DATA SHOWN |
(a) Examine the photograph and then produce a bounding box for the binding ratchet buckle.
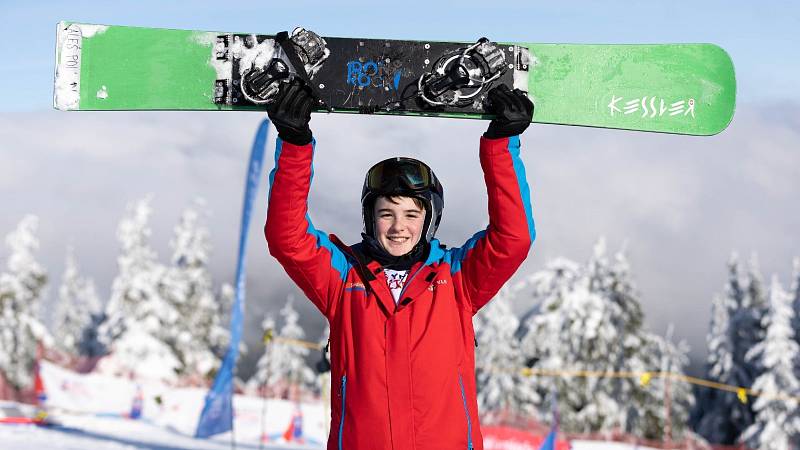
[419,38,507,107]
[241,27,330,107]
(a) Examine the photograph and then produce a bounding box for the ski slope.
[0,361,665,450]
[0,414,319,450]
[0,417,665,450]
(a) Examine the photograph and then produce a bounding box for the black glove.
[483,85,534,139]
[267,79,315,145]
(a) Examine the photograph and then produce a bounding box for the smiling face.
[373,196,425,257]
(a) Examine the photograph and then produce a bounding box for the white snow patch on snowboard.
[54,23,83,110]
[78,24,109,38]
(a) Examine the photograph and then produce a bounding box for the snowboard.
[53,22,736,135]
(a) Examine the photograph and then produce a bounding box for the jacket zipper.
* * *
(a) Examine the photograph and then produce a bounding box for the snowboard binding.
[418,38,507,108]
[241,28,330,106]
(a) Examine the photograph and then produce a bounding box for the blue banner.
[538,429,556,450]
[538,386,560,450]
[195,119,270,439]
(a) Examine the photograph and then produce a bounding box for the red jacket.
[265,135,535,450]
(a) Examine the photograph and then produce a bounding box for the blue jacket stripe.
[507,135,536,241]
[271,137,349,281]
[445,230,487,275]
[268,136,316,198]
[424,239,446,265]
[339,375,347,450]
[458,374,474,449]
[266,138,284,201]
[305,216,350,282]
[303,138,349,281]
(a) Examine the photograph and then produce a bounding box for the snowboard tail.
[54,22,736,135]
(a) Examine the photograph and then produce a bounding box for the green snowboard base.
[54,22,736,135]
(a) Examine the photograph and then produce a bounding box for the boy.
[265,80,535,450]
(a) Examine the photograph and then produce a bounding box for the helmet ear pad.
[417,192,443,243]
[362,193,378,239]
...
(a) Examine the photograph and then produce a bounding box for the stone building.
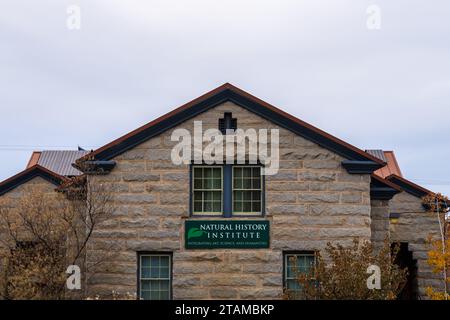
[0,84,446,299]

ACTIVITY |
In the entries above, find the line holding "patch on snowboard." and the line holding "the jacket zipper.", then retype exactly those two lines and every line between them, and nothing else.

WRITTEN RESPONSE |
(a) Examine the photograph and then produce a bounding box for the white snow patch on snowboard.
[54,23,83,110]
[78,24,109,38]
(a) Examine the photograph and then produce a bounding box for the snowboard.
[53,22,736,135]
(a) Examine the photograph and then produce a bounding box for the jacket zipper.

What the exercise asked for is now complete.